Aim> Copy out in full every line below that contains the word "mountain".

Materials provided>

....

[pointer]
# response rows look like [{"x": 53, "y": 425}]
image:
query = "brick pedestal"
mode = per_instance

....

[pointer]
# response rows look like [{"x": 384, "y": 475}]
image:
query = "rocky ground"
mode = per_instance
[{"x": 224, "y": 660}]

....

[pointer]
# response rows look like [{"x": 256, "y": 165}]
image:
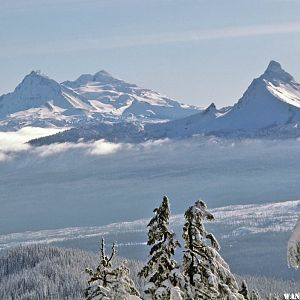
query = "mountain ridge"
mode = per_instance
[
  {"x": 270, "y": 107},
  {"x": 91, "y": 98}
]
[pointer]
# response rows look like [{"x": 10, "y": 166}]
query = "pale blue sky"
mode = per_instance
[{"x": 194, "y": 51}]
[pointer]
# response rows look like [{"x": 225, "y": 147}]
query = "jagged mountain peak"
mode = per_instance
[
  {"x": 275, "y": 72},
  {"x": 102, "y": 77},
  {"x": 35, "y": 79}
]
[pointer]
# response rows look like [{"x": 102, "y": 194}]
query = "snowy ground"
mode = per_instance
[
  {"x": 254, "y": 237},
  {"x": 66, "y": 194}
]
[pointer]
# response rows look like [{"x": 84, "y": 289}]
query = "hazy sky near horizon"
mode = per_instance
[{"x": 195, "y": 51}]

....

Response to the exercise>
query = "mountain ridge"
query = "jagged mountain peak"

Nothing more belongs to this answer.